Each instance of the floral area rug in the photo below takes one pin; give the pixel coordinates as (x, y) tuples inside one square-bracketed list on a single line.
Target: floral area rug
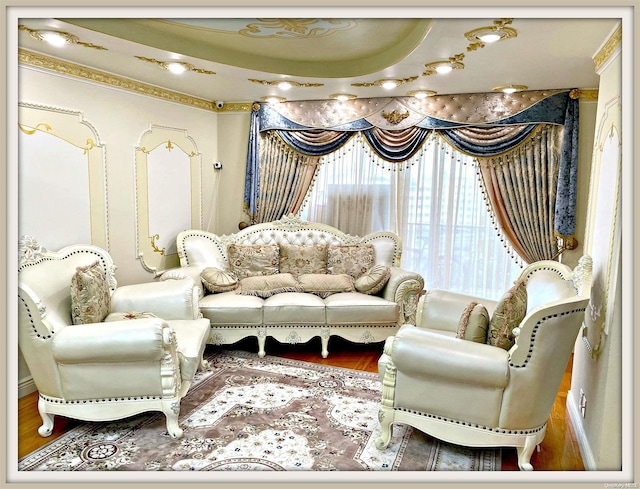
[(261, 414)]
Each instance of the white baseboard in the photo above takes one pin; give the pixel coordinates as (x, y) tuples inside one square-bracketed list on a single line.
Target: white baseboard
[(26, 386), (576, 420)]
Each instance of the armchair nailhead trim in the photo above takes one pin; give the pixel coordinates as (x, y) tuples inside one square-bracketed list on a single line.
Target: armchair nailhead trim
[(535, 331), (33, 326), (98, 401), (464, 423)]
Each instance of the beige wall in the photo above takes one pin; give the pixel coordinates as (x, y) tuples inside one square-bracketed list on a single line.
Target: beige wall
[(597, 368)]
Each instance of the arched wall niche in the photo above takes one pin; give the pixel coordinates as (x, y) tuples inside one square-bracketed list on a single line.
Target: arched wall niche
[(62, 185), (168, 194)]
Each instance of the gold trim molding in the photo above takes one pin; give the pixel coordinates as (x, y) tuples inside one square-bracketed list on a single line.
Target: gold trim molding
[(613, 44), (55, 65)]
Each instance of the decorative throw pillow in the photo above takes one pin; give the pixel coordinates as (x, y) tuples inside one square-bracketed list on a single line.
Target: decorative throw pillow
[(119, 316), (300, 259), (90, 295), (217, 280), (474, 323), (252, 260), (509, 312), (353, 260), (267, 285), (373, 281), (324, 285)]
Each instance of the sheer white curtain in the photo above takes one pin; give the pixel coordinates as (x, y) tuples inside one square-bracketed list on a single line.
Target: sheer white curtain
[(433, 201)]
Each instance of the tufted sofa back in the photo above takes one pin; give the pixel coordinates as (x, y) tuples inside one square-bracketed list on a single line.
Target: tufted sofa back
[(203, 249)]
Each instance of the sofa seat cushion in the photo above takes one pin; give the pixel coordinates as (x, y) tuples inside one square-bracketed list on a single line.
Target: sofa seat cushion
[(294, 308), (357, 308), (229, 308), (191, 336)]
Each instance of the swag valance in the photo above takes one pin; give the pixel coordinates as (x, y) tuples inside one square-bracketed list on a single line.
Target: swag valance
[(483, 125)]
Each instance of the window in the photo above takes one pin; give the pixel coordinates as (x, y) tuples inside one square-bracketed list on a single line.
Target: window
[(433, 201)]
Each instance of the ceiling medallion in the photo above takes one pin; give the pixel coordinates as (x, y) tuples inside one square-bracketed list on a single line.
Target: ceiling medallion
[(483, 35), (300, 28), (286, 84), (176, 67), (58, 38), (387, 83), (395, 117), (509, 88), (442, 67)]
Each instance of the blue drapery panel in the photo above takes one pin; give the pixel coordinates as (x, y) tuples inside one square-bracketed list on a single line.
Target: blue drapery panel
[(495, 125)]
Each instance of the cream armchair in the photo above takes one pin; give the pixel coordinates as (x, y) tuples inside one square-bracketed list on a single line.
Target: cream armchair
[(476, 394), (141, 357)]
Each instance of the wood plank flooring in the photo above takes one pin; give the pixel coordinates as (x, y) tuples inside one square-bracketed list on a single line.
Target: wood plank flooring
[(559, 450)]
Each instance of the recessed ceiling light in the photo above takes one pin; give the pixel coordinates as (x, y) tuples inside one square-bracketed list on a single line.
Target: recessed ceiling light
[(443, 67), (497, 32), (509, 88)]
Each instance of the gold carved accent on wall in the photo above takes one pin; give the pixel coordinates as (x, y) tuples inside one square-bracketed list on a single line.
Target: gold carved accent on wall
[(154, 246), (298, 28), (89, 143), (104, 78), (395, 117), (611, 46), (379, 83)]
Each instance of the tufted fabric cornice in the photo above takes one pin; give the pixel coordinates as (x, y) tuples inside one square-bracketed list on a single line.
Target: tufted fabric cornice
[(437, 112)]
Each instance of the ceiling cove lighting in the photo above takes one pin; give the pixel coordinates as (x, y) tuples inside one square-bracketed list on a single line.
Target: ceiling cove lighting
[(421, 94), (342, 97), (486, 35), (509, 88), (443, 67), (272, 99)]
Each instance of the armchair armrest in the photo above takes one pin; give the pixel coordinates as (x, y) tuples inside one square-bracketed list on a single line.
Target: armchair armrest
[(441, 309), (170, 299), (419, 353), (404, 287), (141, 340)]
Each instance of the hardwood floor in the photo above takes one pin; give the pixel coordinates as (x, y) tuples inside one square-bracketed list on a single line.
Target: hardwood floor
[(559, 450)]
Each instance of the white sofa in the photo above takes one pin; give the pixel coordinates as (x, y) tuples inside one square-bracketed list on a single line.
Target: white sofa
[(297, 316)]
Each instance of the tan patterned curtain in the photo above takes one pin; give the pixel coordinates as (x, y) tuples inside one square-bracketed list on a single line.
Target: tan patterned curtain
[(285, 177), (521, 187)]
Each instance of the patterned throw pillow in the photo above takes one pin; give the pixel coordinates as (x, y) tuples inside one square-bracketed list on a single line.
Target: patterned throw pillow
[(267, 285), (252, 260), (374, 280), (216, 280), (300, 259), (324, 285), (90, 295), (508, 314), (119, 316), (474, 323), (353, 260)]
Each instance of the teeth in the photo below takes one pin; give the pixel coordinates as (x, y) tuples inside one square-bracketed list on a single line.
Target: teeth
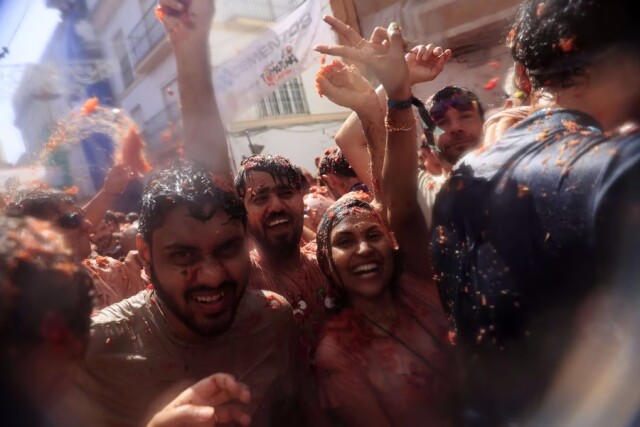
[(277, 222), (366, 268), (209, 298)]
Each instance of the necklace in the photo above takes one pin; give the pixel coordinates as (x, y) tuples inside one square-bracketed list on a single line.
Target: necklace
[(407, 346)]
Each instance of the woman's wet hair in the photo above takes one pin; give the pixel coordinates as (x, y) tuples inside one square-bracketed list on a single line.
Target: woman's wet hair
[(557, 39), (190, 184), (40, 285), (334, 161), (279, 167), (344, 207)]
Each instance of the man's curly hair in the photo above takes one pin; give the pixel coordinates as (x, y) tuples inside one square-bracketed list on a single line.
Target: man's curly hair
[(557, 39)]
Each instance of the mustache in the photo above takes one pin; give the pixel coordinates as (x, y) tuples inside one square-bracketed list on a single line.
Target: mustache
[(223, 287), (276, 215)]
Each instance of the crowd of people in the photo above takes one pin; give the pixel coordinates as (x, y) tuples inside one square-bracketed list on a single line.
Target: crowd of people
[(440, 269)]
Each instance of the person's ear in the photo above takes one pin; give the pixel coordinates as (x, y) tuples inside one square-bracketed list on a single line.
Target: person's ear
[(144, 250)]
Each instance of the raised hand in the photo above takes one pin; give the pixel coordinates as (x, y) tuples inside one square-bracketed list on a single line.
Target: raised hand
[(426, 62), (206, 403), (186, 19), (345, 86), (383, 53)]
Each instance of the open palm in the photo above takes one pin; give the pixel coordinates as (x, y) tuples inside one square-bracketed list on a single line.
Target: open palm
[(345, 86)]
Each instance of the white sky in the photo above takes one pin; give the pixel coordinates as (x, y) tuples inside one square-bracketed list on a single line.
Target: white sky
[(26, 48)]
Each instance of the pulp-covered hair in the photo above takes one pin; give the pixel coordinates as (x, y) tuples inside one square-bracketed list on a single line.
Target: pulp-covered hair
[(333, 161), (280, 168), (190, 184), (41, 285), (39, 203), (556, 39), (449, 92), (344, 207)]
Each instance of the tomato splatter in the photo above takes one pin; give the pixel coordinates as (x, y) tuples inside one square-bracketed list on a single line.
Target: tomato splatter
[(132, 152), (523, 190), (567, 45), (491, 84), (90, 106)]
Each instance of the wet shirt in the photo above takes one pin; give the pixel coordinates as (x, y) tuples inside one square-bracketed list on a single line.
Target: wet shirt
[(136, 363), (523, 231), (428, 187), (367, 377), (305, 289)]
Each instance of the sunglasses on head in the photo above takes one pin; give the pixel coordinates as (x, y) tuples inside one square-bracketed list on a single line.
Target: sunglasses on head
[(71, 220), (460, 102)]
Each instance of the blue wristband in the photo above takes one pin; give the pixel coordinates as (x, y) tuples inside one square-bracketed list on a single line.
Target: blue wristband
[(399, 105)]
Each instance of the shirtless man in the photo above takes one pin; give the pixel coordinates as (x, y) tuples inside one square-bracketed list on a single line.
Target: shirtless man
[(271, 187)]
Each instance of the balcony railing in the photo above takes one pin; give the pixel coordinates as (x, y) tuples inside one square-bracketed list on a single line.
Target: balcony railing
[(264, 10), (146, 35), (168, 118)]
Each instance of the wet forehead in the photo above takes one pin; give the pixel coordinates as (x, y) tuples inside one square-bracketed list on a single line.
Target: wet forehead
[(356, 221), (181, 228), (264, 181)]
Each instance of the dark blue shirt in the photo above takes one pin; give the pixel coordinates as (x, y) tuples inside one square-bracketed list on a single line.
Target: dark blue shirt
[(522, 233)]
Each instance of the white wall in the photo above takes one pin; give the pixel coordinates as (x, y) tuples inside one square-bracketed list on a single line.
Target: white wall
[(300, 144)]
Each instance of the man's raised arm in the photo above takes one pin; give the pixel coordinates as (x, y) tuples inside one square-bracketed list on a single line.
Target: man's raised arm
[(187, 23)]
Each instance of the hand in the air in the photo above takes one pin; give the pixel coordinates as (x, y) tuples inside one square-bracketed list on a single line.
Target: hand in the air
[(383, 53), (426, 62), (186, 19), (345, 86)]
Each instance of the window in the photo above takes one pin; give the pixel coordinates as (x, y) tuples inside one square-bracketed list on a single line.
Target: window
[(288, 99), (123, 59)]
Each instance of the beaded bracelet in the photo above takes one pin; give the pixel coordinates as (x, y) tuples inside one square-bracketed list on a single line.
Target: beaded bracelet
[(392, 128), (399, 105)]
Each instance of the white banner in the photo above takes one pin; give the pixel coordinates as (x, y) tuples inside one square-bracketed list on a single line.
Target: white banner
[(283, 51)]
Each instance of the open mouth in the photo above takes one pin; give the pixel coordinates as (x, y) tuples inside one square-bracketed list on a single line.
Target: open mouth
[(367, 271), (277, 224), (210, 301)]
□ □ □ □ □ □ □
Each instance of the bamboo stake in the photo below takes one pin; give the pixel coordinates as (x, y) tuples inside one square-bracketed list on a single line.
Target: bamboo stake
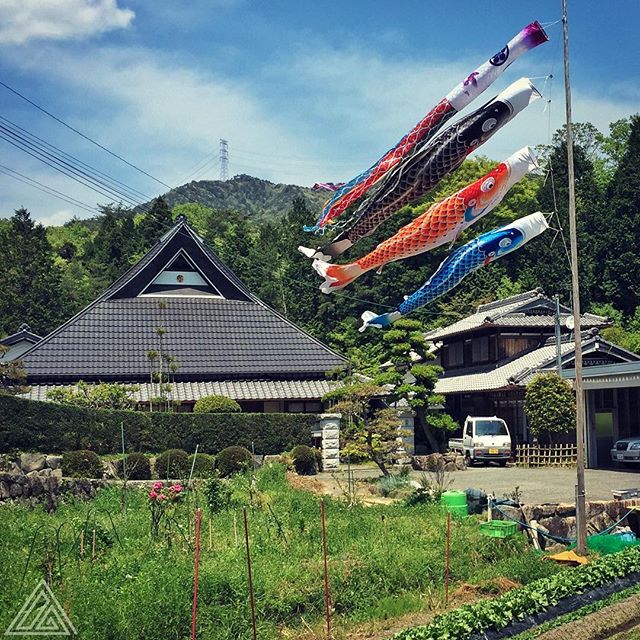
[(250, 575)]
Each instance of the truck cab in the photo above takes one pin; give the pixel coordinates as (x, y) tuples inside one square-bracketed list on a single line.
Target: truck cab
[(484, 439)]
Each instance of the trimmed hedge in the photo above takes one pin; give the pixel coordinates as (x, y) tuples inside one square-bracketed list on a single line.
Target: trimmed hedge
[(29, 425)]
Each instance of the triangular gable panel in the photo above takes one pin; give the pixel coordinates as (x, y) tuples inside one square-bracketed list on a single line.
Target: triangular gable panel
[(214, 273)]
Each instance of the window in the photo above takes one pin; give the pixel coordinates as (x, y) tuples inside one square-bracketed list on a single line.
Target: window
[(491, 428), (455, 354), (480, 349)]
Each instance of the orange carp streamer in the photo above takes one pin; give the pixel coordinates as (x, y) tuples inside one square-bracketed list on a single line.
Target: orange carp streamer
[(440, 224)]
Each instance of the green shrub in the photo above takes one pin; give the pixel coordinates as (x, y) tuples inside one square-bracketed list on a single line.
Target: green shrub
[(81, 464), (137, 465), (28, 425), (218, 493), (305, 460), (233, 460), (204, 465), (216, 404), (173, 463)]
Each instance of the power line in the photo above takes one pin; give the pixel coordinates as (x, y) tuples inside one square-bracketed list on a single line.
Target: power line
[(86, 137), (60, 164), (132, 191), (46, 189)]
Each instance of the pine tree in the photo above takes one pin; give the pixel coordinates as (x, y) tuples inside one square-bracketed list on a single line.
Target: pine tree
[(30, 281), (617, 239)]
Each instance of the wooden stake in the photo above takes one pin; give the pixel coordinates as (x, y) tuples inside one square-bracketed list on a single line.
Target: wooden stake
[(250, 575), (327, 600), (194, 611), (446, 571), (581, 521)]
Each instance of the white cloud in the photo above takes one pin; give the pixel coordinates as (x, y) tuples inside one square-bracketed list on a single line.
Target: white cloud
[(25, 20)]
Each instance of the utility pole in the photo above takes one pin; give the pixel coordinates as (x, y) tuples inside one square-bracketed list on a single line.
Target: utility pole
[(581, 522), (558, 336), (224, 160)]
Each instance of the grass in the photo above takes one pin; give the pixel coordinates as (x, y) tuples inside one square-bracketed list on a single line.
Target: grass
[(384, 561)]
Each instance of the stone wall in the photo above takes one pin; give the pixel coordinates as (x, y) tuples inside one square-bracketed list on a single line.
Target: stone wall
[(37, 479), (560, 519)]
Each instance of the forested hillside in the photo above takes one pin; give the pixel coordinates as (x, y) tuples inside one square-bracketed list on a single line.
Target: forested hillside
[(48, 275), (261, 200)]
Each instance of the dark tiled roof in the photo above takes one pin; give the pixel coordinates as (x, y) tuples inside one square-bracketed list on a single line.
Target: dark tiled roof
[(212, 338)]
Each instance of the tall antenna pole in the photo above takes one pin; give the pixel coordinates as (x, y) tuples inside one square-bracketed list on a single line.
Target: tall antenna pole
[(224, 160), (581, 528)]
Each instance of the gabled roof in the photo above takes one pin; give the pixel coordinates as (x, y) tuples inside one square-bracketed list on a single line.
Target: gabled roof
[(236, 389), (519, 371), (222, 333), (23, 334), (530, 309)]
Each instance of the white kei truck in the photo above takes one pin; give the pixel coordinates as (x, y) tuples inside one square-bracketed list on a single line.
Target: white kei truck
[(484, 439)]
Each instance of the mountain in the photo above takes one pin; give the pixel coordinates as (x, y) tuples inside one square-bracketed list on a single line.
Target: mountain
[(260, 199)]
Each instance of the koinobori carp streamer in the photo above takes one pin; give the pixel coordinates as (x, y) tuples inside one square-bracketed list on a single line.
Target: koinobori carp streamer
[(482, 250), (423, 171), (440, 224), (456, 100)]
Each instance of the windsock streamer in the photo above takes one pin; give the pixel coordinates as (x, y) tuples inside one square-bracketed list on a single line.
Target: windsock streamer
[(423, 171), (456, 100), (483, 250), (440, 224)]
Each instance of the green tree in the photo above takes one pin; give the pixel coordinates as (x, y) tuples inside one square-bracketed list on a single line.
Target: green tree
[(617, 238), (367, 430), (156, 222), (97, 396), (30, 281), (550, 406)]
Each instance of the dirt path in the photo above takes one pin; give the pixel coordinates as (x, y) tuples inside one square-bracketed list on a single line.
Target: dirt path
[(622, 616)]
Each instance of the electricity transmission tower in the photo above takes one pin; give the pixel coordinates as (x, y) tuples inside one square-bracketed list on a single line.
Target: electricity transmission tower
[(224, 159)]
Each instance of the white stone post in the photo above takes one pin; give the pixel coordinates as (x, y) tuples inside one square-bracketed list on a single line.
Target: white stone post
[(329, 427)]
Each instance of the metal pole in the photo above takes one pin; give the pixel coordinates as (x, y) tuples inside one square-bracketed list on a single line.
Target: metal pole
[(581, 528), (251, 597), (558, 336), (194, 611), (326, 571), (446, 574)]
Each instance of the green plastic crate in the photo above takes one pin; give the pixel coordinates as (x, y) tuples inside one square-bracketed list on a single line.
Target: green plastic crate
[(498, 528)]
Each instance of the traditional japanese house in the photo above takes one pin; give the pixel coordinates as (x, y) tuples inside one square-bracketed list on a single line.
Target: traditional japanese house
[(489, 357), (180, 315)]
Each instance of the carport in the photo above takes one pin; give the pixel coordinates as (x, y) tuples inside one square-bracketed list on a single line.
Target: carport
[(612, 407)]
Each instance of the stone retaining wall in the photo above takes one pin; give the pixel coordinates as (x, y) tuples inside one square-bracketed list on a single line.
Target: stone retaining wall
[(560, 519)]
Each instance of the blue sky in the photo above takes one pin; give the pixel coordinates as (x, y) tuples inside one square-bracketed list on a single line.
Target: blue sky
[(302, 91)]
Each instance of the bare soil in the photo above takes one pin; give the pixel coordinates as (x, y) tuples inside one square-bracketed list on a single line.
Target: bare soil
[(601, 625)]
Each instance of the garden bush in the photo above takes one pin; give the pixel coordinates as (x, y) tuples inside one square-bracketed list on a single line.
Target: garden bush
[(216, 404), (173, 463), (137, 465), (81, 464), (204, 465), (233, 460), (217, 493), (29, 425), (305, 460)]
□ □ □ □ □ □ □
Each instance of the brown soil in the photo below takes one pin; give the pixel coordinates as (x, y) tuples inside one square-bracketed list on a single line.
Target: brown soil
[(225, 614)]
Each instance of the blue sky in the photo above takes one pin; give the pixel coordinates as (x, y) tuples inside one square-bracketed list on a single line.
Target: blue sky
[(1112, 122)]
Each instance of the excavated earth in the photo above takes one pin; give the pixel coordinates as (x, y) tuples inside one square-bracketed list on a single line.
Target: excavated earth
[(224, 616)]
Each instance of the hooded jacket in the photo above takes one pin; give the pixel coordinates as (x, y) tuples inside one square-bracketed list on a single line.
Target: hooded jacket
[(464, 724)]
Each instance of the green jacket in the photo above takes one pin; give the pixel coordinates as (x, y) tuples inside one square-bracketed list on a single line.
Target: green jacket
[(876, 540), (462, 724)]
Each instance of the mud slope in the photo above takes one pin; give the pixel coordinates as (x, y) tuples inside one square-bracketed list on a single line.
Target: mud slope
□ □ □ □ □ □ □
**Work order:**
Count the lines in the listing above that contain the string "slope", and give only the count.

**Solution to this problem:**
2